[Data records Boundary: Start]

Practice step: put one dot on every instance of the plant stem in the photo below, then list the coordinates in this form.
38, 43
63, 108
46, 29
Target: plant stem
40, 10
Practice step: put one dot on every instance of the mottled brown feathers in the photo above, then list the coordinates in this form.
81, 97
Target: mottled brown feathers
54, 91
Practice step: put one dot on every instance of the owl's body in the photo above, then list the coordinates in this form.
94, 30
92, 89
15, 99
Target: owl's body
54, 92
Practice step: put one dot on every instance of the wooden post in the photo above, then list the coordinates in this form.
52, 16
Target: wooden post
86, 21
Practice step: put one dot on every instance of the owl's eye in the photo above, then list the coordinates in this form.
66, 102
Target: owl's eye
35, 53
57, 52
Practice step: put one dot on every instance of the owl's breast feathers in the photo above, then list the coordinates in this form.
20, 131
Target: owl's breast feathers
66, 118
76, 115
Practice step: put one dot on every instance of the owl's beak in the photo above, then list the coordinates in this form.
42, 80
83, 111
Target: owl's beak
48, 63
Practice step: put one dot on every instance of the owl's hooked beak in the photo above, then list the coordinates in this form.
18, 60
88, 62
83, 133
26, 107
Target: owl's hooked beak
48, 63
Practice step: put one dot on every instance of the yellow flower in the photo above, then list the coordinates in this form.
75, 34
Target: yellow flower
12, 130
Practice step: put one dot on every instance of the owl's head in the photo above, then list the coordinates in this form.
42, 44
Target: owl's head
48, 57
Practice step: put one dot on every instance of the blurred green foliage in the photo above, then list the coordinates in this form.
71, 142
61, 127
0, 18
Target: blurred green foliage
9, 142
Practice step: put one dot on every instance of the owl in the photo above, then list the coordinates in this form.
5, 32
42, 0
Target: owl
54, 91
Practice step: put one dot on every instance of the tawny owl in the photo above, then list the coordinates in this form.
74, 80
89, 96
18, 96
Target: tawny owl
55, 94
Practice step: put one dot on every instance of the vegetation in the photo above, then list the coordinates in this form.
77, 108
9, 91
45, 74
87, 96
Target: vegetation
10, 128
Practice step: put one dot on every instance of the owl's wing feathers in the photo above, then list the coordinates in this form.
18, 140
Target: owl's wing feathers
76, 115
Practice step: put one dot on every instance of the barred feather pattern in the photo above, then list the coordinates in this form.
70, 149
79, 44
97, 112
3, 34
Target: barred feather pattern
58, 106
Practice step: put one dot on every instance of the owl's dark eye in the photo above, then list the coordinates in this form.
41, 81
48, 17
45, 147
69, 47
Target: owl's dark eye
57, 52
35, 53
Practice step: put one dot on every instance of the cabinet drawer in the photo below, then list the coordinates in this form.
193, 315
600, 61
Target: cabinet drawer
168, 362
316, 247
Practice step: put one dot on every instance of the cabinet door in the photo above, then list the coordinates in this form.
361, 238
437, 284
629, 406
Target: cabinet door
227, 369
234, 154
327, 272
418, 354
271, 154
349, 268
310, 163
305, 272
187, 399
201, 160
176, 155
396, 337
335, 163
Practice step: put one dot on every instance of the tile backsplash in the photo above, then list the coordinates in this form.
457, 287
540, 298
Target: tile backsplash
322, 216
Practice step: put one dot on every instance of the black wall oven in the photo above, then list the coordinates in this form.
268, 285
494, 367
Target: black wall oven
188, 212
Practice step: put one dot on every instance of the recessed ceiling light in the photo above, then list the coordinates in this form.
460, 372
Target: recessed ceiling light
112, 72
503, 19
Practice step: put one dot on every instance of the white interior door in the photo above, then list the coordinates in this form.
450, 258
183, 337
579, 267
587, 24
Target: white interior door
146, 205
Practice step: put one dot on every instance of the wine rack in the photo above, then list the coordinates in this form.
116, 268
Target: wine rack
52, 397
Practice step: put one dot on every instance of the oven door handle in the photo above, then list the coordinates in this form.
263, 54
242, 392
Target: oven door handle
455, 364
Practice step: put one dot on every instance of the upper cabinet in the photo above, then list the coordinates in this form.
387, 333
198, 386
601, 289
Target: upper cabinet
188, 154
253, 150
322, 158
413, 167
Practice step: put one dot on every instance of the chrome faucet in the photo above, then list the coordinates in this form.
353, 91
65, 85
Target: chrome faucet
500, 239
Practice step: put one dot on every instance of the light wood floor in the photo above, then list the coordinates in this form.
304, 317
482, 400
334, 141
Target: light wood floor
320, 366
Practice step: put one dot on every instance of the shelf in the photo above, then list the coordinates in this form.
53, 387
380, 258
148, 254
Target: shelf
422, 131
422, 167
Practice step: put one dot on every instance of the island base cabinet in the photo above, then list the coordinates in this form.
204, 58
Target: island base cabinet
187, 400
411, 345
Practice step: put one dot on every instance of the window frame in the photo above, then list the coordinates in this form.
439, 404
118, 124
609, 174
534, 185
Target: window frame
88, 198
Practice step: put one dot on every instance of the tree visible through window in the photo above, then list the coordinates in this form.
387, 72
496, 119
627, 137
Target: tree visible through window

[Data records Boundary: End]

What you should do:
Copy out, from the data above, each line where the string "visible" is present.

Result:
Practice step: put one dot on every instance of the tree visible through window in the photo above, then list the coordinates in this form.
Target: tree visible through window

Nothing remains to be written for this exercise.